Copy out every line below that contains the word "steering" and leave out all the others.

┌─ Task input

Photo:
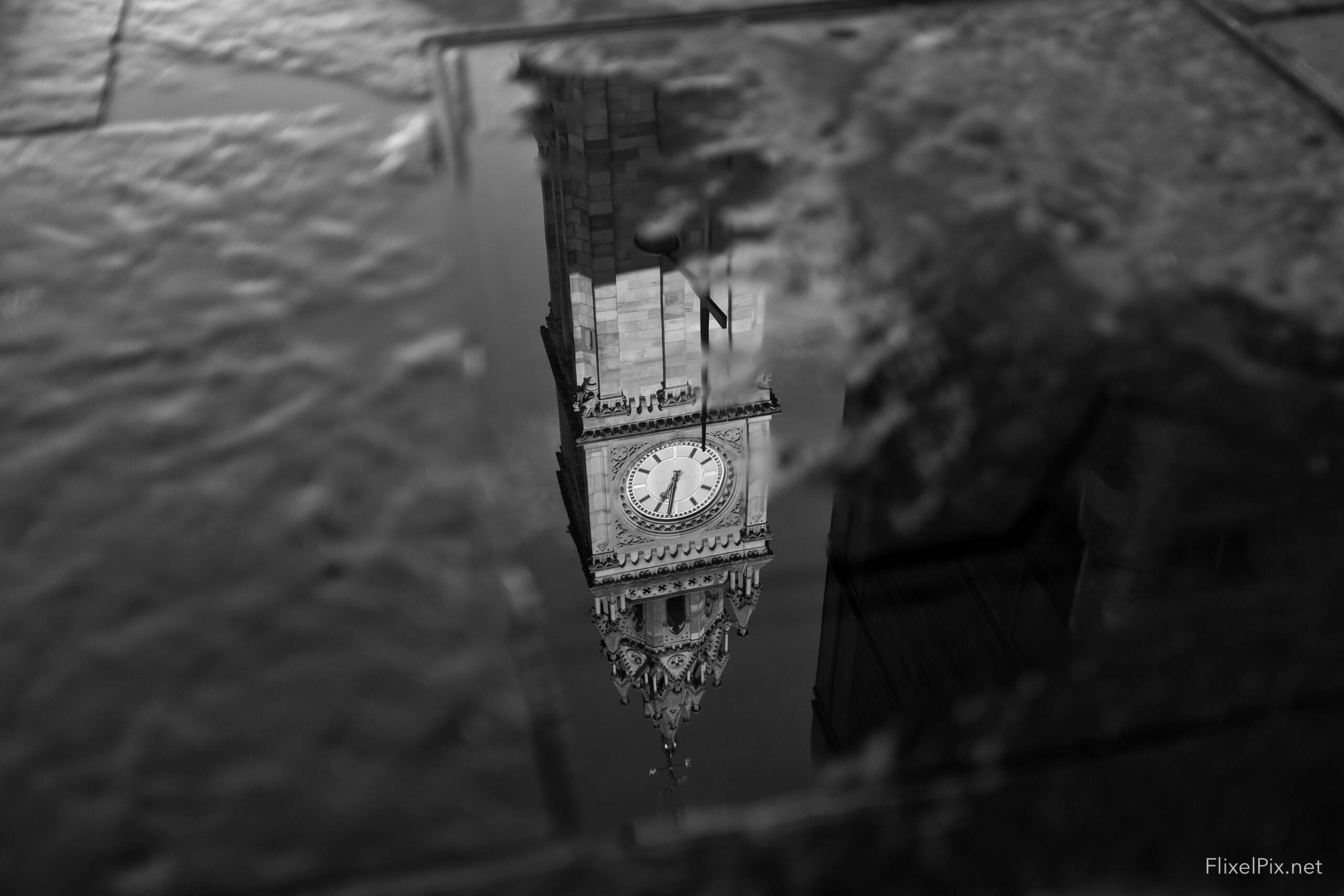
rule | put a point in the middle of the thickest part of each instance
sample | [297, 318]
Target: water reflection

└─
┌─ Task input

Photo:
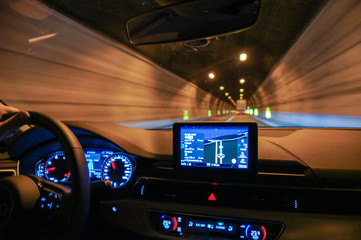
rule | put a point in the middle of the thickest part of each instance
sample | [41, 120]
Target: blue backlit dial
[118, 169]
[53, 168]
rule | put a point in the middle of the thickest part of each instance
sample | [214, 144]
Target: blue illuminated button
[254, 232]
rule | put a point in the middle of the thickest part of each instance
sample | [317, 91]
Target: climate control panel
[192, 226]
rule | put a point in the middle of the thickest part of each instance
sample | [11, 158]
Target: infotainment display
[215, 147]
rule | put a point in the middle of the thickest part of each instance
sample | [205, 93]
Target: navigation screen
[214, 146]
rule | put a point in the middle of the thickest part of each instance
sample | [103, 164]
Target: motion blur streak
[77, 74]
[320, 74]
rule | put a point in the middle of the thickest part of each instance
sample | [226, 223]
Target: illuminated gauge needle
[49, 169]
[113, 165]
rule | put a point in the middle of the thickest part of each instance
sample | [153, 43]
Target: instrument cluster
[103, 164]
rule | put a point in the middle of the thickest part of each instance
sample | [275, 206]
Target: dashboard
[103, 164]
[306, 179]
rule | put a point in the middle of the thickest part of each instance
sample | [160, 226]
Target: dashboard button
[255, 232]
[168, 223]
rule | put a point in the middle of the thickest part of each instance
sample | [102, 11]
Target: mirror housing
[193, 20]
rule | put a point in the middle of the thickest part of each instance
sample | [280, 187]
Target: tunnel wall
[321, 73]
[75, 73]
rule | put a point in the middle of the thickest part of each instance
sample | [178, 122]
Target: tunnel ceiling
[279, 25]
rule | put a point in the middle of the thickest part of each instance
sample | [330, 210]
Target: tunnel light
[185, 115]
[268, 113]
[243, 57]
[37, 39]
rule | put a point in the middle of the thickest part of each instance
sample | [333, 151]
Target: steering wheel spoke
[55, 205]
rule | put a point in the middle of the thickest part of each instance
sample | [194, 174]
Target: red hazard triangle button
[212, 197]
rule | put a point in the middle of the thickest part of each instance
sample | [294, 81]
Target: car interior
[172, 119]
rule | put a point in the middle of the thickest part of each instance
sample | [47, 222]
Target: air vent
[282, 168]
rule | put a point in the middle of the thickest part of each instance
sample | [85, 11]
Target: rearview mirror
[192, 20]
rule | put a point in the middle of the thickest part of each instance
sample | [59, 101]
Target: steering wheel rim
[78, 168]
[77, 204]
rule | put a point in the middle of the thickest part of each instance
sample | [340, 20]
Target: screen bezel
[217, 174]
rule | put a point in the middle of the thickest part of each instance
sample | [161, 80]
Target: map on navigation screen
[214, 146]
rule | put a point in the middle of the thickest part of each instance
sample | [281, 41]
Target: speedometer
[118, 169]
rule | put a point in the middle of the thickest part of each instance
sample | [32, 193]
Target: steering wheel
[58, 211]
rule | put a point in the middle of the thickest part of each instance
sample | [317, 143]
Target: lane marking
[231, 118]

└─

Answer to this exercise:
Target: steering wheel spoke
Target: steering wheel rim
Target: steering wheel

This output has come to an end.